::: Supplied records

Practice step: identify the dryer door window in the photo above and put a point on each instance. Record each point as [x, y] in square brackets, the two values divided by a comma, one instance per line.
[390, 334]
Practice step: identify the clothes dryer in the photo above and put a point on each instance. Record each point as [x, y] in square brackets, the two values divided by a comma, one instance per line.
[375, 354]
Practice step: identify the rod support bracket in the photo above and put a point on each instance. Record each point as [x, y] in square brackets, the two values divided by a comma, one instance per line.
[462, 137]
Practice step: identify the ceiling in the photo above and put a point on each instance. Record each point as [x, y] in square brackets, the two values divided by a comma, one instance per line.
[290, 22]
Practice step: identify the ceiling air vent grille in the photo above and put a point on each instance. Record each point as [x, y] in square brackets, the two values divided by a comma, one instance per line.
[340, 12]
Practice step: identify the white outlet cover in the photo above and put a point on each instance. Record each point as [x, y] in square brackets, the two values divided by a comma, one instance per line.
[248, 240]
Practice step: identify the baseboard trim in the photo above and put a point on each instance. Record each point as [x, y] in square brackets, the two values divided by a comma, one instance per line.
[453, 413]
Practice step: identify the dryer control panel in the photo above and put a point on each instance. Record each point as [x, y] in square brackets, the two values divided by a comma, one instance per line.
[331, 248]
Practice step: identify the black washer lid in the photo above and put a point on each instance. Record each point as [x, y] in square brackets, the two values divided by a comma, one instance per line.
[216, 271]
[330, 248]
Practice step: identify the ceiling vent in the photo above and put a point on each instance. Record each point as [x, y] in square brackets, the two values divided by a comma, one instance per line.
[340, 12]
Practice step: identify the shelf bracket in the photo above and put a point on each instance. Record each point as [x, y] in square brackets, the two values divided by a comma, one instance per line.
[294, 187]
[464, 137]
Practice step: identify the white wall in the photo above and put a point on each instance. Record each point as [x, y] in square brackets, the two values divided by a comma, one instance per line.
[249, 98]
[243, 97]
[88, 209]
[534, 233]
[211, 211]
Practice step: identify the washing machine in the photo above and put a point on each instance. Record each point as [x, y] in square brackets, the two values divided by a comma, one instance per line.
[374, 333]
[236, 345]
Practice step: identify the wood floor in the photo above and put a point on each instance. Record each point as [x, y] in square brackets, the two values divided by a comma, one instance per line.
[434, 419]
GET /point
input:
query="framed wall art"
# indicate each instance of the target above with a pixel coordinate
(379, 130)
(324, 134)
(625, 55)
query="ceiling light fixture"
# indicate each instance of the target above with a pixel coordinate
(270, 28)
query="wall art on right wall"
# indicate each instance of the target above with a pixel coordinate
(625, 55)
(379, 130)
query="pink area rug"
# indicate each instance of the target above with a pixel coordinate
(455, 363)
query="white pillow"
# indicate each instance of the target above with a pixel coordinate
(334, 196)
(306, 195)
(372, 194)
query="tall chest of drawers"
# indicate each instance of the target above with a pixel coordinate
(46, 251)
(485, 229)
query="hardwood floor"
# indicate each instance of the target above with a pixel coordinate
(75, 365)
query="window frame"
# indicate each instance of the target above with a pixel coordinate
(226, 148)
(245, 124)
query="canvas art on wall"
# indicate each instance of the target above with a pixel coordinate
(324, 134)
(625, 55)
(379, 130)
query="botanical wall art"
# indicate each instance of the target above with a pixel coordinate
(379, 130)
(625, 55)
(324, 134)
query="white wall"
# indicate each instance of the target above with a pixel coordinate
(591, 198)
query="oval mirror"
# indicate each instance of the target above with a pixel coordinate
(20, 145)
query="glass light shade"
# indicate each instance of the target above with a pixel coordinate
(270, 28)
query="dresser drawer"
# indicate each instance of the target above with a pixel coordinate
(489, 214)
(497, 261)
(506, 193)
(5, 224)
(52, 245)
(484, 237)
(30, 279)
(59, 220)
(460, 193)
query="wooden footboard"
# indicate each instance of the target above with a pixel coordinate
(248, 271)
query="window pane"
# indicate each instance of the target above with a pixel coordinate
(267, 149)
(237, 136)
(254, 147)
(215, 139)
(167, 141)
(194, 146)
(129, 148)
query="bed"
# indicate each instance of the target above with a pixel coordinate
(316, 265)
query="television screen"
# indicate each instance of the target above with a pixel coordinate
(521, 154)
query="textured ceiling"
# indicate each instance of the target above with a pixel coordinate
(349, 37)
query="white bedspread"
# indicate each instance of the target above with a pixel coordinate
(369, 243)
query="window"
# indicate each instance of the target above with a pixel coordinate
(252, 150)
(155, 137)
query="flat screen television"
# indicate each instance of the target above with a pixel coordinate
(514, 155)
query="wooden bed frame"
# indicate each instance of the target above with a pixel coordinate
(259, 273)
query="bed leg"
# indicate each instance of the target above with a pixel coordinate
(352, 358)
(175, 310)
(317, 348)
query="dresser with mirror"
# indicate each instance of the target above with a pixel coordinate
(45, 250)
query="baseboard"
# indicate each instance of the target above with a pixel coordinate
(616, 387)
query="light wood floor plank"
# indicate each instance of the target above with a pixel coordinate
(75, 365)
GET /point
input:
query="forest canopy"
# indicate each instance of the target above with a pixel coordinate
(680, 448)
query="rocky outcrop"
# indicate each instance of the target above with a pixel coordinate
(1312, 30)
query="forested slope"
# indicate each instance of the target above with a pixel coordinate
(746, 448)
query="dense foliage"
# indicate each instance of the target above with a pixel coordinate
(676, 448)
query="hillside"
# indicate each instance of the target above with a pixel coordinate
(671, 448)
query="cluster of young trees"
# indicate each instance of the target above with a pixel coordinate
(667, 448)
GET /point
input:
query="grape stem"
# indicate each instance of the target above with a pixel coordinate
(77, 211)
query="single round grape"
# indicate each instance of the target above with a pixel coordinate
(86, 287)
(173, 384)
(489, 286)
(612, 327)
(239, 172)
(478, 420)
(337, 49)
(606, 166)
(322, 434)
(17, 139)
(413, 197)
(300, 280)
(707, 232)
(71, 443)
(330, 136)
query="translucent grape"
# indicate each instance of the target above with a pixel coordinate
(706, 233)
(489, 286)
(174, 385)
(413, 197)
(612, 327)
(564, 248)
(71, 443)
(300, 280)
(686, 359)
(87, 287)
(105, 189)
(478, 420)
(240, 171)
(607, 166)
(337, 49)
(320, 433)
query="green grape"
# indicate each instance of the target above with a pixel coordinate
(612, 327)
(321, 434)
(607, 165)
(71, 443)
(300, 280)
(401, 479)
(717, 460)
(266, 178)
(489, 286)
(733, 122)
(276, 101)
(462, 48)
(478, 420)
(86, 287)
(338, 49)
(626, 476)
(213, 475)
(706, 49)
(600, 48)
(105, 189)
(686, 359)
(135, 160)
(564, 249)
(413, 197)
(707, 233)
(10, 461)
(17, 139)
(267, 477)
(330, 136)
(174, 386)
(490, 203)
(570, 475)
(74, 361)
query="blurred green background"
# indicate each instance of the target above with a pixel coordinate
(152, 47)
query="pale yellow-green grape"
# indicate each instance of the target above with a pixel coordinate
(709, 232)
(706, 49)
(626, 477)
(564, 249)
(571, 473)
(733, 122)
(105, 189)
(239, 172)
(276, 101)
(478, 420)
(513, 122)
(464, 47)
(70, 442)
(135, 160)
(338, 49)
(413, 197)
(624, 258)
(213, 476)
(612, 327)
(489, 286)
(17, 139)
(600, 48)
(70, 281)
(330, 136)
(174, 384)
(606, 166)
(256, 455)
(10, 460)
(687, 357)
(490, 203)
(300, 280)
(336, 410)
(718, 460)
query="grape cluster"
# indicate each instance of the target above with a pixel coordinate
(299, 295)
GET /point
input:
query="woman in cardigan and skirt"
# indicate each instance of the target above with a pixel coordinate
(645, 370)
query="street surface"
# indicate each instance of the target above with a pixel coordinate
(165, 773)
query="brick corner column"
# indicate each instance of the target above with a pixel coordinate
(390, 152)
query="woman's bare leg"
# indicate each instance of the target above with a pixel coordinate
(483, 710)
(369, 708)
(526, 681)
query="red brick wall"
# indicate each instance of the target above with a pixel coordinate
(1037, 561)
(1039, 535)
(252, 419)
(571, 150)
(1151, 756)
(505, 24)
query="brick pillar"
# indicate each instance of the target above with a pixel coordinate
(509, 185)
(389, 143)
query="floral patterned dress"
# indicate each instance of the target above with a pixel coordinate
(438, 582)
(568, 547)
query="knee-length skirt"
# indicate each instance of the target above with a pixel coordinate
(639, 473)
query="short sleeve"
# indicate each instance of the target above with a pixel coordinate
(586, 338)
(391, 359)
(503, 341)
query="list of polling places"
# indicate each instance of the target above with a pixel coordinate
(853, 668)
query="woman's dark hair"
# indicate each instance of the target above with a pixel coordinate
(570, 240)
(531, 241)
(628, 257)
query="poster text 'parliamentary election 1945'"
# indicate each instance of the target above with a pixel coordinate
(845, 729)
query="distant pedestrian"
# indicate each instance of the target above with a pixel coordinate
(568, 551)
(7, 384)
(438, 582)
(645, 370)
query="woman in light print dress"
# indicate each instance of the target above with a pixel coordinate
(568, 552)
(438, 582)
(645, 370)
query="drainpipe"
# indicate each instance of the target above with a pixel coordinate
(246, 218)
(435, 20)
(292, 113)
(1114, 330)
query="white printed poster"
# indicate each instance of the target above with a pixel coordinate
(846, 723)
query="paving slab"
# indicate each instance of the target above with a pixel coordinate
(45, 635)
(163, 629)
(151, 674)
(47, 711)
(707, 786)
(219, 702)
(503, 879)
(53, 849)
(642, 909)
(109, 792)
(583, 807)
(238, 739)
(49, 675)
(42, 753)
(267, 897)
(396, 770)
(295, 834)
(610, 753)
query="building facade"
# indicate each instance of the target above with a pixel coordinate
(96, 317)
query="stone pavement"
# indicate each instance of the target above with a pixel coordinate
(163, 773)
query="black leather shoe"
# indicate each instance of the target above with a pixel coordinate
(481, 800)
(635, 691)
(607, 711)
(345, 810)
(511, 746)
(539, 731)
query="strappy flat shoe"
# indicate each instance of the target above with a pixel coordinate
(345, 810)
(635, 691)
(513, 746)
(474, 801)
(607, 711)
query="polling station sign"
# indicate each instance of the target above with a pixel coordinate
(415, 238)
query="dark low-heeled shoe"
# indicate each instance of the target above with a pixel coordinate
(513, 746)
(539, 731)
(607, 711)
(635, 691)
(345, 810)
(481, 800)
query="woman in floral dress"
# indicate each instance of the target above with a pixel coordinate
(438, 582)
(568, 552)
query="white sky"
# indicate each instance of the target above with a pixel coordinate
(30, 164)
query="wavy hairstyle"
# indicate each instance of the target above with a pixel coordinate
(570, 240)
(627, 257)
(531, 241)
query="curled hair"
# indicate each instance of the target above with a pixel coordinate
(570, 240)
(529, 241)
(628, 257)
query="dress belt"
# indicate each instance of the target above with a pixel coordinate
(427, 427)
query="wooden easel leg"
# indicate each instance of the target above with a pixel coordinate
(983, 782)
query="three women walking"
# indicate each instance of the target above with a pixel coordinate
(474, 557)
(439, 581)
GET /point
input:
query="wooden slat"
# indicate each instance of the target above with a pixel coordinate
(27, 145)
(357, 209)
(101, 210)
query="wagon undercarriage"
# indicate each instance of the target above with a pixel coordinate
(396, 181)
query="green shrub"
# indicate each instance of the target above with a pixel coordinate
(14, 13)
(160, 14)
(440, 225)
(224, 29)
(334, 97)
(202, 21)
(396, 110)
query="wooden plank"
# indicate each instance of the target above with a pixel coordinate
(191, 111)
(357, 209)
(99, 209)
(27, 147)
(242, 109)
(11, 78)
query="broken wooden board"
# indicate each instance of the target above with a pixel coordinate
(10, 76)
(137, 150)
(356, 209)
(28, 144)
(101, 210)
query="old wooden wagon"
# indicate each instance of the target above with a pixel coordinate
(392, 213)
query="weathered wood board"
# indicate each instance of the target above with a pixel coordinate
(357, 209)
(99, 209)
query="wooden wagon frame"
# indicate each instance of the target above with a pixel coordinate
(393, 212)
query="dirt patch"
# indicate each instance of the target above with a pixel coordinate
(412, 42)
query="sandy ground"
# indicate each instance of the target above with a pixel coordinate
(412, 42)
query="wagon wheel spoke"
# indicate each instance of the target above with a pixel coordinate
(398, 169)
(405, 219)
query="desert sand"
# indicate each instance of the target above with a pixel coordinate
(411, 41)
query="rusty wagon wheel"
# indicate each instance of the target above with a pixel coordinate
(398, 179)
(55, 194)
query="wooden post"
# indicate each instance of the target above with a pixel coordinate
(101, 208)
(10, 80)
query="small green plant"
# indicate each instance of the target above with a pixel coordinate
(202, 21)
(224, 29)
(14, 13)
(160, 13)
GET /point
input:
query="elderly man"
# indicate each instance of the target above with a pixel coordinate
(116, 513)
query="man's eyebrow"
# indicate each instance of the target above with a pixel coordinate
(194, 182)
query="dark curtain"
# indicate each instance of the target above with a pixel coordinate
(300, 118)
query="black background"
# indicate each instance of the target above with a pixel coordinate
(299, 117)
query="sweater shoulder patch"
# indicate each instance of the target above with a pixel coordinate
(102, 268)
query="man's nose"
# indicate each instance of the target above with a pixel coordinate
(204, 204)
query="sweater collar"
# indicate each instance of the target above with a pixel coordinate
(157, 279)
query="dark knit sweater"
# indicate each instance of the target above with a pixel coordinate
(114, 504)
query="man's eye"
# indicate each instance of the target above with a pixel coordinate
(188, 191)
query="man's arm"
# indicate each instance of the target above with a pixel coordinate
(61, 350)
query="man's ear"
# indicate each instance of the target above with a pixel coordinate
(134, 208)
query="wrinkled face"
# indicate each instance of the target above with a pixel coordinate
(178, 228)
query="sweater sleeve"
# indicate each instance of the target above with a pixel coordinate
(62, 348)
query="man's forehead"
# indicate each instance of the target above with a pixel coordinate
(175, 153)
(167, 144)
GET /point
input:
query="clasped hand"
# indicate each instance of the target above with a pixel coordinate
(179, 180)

::::::

Count the lines in the items above that contain the string "mirror", and reply with only that number.

**Response to this exercise:** 2